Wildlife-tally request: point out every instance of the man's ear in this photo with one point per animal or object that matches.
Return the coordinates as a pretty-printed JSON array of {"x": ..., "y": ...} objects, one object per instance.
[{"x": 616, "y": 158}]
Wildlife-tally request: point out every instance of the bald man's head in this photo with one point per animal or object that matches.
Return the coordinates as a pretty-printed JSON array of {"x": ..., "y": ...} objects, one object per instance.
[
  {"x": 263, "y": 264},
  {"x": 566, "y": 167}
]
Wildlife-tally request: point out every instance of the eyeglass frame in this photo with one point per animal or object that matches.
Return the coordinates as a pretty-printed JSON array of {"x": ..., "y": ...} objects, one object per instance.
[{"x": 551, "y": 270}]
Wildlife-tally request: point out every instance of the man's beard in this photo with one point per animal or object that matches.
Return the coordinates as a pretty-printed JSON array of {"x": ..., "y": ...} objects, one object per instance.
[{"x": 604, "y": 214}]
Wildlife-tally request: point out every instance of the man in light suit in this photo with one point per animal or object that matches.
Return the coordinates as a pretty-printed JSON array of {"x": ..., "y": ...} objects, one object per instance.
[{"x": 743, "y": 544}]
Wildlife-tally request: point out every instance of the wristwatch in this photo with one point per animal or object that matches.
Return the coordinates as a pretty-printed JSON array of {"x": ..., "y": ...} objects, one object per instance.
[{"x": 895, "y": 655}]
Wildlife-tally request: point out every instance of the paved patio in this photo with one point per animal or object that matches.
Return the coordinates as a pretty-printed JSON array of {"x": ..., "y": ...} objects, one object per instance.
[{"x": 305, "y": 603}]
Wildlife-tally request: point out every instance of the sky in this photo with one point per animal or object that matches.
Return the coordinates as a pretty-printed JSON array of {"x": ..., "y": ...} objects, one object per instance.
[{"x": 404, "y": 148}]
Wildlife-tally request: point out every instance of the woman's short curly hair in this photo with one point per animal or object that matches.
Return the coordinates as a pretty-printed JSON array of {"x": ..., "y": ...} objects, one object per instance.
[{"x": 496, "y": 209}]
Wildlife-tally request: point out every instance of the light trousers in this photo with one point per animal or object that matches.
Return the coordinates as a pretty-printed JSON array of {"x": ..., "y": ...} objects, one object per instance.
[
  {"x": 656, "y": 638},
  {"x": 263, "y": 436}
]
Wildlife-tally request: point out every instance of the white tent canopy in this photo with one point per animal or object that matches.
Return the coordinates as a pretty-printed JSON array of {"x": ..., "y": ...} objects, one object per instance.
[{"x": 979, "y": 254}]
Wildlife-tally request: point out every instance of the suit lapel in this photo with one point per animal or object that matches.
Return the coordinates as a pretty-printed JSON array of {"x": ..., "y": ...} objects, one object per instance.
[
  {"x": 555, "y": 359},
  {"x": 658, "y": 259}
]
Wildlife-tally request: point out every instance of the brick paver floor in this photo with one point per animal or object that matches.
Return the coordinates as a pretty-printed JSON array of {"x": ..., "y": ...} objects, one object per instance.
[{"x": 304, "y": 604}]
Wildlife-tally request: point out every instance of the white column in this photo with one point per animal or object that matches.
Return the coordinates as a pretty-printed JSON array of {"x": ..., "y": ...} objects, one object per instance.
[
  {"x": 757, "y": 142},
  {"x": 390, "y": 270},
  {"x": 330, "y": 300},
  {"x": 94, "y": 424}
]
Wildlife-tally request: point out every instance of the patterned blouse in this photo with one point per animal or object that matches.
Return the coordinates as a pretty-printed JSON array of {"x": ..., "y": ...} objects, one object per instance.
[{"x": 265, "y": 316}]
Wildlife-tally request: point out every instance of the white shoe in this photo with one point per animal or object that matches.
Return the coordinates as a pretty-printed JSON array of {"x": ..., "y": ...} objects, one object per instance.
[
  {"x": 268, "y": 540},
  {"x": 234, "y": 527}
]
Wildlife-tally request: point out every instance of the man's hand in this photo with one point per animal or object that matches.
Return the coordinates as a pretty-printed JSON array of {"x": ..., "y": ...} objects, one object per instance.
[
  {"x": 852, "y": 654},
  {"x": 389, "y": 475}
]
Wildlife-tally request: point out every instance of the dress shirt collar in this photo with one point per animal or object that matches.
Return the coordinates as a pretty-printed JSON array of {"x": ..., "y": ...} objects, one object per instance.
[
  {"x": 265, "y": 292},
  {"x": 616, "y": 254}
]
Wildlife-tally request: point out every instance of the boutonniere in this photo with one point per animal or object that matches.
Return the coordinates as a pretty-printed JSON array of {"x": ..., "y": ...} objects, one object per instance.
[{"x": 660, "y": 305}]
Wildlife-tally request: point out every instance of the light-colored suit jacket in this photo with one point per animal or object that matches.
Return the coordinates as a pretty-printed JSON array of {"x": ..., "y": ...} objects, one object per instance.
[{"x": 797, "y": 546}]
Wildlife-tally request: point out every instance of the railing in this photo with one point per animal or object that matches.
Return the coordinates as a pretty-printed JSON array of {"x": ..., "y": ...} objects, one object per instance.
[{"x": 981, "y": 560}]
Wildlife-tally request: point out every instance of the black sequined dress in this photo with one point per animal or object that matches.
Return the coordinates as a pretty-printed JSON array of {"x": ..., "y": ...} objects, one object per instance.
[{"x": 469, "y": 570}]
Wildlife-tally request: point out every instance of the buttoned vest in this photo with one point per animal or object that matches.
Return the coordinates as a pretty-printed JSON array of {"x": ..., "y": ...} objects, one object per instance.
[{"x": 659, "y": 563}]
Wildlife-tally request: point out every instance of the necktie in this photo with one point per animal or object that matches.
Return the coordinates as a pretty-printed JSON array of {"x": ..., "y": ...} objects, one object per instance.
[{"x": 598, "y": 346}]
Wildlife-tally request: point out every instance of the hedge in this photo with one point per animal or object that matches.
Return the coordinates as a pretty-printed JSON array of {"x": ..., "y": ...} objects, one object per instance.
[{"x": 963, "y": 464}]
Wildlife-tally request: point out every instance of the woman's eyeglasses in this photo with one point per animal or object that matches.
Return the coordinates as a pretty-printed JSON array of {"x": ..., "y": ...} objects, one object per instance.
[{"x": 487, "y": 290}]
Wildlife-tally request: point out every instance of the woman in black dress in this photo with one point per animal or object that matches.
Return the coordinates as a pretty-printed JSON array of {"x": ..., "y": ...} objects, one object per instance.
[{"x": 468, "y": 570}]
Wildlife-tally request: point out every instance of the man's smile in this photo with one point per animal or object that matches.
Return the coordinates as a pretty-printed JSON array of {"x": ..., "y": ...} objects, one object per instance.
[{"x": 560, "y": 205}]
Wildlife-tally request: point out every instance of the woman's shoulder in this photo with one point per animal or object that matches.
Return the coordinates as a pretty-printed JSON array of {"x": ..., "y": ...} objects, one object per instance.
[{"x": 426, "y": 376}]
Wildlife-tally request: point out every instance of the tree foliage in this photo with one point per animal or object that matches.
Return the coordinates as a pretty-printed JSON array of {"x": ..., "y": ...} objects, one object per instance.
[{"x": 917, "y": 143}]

- [WORK TO DO]: Rewrite the stretch from the line containing "the woman's shoulder" through the end of the rows, swapping "pretty-printed" for "indented" and changing nothing else.

- [ANSWER TO THE EXERCISE]:
Wildlife-tally request: point out every instance of the woman's shoulder in this photo with one point per animal or object that matches.
Return the coordinates as a indented JSON array of {"x": ..., "y": ...} objects, one object per instance.
[{"x": 426, "y": 376}]
Wildlife-tally request: point out every instance of the tree foliage in this photo with one point per animal or object that matches.
Return the coordinates as a indented JSON array of {"x": ..., "y": ...} objects, one object per instance.
[{"x": 917, "y": 143}]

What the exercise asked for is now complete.